-- MATERIAL PROVIDED start --
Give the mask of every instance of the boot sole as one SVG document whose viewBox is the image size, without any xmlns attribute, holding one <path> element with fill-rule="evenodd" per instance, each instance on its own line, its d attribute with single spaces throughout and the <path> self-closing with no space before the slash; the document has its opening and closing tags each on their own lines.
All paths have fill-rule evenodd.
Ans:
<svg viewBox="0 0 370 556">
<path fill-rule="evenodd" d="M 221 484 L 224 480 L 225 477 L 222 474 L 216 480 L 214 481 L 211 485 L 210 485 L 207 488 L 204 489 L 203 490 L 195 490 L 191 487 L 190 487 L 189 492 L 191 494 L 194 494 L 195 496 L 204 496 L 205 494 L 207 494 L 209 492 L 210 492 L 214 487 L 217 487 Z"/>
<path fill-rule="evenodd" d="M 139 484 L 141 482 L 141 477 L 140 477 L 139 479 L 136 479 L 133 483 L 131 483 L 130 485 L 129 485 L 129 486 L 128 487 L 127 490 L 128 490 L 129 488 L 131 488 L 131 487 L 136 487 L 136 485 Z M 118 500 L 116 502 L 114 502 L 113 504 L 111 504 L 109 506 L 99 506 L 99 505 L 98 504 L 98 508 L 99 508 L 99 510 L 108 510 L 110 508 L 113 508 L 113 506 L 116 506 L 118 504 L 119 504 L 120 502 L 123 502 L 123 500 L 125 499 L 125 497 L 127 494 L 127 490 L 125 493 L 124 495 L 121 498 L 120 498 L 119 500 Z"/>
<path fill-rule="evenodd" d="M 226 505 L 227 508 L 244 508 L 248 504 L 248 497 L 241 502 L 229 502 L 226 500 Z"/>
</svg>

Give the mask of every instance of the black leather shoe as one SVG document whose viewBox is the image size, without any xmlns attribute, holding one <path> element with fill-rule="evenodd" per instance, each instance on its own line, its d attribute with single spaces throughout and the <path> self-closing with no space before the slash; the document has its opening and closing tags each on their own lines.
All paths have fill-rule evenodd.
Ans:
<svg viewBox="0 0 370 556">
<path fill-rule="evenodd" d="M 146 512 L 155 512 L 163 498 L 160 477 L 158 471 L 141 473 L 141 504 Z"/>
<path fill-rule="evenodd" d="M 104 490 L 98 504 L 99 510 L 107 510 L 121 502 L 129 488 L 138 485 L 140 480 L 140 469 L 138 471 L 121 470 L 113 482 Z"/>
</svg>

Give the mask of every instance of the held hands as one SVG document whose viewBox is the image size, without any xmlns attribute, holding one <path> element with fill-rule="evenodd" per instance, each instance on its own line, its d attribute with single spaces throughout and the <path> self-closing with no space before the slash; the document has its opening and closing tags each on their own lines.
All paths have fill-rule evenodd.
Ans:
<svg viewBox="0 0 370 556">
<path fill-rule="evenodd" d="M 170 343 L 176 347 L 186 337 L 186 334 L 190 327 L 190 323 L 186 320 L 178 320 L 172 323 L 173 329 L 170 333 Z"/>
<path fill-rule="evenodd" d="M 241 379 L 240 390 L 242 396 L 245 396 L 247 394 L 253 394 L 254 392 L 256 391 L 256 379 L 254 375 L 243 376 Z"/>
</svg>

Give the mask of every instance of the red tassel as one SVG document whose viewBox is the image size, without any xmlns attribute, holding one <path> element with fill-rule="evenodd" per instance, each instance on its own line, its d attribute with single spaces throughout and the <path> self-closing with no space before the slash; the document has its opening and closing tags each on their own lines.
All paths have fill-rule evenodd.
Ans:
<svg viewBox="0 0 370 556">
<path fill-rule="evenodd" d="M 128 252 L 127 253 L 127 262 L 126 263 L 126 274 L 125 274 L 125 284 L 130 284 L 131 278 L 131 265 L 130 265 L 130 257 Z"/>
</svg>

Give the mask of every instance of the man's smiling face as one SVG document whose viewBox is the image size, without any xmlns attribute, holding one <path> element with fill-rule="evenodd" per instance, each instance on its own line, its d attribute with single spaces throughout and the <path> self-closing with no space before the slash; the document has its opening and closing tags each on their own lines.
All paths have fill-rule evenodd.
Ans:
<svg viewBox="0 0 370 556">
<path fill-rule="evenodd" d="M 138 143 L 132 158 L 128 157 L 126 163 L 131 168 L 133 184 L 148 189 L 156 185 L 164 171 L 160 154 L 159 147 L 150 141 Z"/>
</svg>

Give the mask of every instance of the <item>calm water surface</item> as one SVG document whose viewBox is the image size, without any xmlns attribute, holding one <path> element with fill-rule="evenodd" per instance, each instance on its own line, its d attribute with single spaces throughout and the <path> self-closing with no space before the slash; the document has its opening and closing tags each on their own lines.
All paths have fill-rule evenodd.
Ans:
-- MATERIAL PROVIDED end --
TO DO | Rewrite the part of the records that opens with the line containing "Give the mask of every instance of the black" and closes with the line containing "146 512 L 155", both ends included, with the requests kept as they are. In the answers, shift every number, both the viewBox values and the path coordinates, up by 133.

SOLUTION TO THIS PROBLEM |
Give the mask of every instance of the black leather shoe as one SVG document whose viewBox is the image size, without any xmlns attribute, holding one <path> element with fill-rule="evenodd" per instance, each instance on its own line, its d attribute with single spaces throughout and the <path> self-closing with no space before the slash; the document has its opening and closing tags each on their own lines.
All paths have fill-rule evenodd.
Ans:
<svg viewBox="133 133 503 689">
<path fill-rule="evenodd" d="M 279 645 L 288 645 L 296 631 L 293 610 L 291 604 L 274 606 L 274 637 Z"/>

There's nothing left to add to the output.